» Task requirements
- 1) Can you rewrite the paragraph of the Upsilon Andromedae text that begins "To date, Upsilon Andromedae" as a brief list that keeps its main facts?
- 2) Would you write out the passage of the Upsilon Andromedae text from "High in the" up to and including "over 1000 orbits.", word for word?

» Extract provided
In 1999, Upsilon Andromedae burst onto the international scene with the first known multiple-planet system orbiting a sunlike star. Eight years later, we know of twenty-odd additional multiple-planet systems, but Ups And remains a marquee draw. No other system evokes quite its exotic panache. No other extrasolar planets have garnered names that have stuck.
High in the cold and toxic atmosphere of Fourpiter, Upsilon Andromedae shines with a brilliance more dazzling than the Sun. Twopiter is occasionally visible as a small disk which, near conjunction, subtends about one-tenth the size of the full Moon in Earth’s sky. Dinky, which lies about four times closer to the star than Mercury’s distance to our Sun is lost in the glare.
To date, Upsilon Andromedae has accumulated a total of 432 published radial velocities from four different telescopes. The full aggregate of data is available on the downloadable systemic console as upsand_4datasets_B06L. The velocities span nearly two decades, during which the inner planet, “Dinky”, has executed well over 1000 orbits.

» Source information
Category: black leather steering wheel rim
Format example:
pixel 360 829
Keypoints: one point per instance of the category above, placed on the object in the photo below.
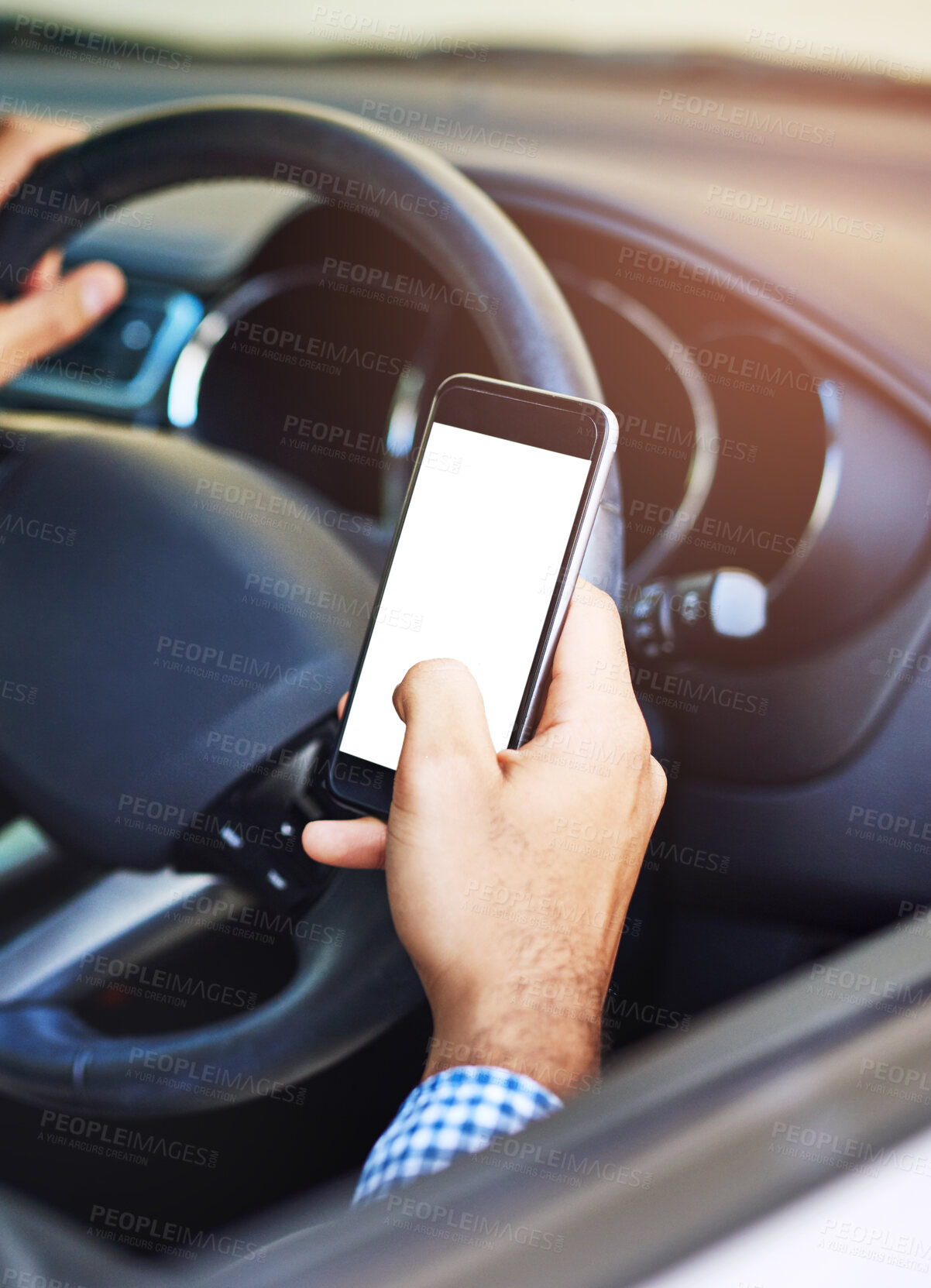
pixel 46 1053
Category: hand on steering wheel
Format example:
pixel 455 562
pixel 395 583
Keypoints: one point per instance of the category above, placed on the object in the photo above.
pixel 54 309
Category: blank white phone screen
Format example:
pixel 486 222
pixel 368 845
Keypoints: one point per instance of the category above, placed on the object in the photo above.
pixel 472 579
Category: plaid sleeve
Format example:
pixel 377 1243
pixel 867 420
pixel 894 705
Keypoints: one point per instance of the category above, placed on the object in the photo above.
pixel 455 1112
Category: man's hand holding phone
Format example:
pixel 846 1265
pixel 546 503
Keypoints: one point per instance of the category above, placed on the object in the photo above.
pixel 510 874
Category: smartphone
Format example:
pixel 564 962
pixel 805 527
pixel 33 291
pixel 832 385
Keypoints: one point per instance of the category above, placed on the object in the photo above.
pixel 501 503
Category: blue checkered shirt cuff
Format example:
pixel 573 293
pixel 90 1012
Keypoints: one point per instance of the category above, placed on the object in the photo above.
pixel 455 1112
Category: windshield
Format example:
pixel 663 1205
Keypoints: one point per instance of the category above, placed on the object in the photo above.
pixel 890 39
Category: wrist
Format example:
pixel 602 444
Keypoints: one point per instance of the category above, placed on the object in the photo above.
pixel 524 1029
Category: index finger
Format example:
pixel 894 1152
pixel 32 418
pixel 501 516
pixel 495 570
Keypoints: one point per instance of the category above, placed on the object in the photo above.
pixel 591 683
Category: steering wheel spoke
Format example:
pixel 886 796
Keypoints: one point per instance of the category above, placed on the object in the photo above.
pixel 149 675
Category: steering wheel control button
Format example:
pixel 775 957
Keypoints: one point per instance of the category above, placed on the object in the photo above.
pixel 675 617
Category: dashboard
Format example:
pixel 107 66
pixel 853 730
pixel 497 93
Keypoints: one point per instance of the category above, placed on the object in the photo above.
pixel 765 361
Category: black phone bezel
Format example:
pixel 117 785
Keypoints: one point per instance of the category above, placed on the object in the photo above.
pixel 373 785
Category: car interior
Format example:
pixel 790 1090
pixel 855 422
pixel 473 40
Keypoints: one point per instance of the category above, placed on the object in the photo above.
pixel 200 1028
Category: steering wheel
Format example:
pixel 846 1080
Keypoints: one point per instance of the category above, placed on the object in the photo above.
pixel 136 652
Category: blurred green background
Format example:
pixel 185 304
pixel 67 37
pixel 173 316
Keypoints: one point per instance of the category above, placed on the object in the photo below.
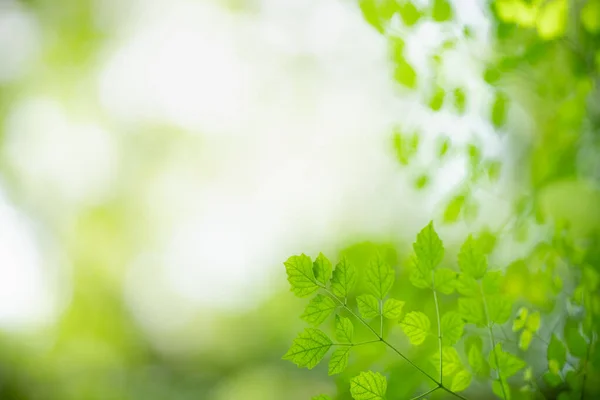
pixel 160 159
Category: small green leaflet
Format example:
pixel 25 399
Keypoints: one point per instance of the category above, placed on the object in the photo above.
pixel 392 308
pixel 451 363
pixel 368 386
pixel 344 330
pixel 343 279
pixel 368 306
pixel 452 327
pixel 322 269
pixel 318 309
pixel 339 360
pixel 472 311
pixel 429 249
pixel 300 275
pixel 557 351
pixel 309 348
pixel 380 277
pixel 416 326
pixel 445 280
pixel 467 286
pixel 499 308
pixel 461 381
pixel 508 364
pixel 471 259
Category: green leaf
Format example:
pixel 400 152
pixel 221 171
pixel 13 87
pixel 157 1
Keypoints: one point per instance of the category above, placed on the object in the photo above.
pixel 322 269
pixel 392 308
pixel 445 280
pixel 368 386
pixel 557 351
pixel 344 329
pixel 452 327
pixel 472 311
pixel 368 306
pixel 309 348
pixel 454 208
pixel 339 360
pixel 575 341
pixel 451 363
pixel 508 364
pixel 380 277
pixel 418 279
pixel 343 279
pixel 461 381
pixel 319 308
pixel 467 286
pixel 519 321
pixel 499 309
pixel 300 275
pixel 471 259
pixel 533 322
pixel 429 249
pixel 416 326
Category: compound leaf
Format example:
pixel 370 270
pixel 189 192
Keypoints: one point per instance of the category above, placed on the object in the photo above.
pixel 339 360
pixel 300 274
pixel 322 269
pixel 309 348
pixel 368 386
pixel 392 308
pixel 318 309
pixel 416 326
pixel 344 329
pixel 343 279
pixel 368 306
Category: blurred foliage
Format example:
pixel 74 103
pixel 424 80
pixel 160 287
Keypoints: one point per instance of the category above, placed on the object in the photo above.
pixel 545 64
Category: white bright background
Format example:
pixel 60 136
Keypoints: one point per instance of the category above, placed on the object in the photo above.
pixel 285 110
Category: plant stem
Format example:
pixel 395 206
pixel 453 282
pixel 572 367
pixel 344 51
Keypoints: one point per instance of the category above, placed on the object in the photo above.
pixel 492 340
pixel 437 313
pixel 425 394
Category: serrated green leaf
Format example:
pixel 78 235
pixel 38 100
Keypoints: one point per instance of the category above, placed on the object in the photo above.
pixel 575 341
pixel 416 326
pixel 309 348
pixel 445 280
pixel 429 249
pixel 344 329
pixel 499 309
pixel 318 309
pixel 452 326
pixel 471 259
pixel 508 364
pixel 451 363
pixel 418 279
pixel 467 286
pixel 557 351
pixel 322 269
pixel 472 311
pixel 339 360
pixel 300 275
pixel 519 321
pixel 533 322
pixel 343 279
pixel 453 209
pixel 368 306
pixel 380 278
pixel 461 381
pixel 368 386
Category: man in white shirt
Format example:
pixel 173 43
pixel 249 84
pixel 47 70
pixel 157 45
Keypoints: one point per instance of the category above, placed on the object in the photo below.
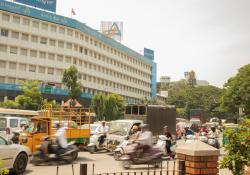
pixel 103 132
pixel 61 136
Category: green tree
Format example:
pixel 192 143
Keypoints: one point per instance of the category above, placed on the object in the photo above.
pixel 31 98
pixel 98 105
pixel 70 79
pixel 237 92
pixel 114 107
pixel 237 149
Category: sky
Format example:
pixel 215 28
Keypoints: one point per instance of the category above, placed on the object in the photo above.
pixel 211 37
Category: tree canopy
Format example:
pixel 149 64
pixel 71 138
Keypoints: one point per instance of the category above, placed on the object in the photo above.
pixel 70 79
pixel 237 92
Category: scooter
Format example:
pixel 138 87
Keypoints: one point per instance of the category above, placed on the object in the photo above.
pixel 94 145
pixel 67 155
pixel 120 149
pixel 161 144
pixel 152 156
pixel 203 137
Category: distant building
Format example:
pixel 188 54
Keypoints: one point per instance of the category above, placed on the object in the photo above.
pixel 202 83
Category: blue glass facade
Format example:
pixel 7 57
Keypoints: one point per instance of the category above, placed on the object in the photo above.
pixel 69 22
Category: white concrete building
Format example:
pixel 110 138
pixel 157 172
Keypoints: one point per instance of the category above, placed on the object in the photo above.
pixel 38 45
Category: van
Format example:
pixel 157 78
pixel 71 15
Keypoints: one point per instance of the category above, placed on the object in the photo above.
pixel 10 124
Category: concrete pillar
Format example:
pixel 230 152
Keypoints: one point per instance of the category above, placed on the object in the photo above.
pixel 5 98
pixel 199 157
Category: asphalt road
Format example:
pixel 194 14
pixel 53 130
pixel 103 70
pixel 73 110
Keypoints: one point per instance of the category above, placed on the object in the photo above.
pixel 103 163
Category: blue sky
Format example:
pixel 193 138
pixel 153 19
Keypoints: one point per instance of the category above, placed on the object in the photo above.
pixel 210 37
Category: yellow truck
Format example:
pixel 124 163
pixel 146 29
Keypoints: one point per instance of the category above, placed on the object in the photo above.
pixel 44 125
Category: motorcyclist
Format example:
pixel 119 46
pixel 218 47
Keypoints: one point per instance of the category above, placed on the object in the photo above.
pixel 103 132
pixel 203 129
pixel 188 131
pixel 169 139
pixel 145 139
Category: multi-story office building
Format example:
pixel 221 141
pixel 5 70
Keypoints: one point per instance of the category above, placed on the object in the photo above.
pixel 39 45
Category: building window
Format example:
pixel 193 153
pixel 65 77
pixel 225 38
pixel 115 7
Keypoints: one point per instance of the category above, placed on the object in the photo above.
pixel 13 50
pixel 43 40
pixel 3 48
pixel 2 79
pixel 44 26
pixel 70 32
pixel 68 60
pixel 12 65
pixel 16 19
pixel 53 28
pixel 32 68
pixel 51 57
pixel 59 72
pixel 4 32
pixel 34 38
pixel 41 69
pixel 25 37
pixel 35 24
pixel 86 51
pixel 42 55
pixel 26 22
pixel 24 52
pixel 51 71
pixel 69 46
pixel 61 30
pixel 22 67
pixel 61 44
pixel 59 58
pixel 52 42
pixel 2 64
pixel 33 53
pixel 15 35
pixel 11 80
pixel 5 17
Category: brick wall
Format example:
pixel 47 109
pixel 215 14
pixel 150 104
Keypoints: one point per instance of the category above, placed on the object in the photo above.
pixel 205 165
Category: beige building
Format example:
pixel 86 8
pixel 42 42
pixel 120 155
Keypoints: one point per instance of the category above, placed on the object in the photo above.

» Problem solutions
- 1)
- Upsilon Andromedae has 432 published radial velocities from four different telescopes.
- The full data set is on the downloadable systemic console as upsand_4datasets_B06L.
- The velocities span nearly two decades. In that time the inner planet, "Dinky," has completed well over 1000 orbits.

- 2)
High in the cold and toxic atmosphere of Fourpiter, Upsilon Andromedae shines with a brilliance more dazzling than the Sun. Twopiter is occasionally visible as a small disk which, near conjunction, subtends about one-tenth the size of the full Moon in Earth’s sky. Dinky, which lies about four times closer to the star than Mercury’s distance to our Sun is lost in the glare.
To date, Upsilon Andromedae has accumulated a total of 432 published radial velocities from four different telescopes. The full aggregate of data is available on the downloadable systemic console as upsand_4datasets_B06L. The velocities span nearly two decades, during which the inner planet, “Dinky”, has executed well over 1000 orbits.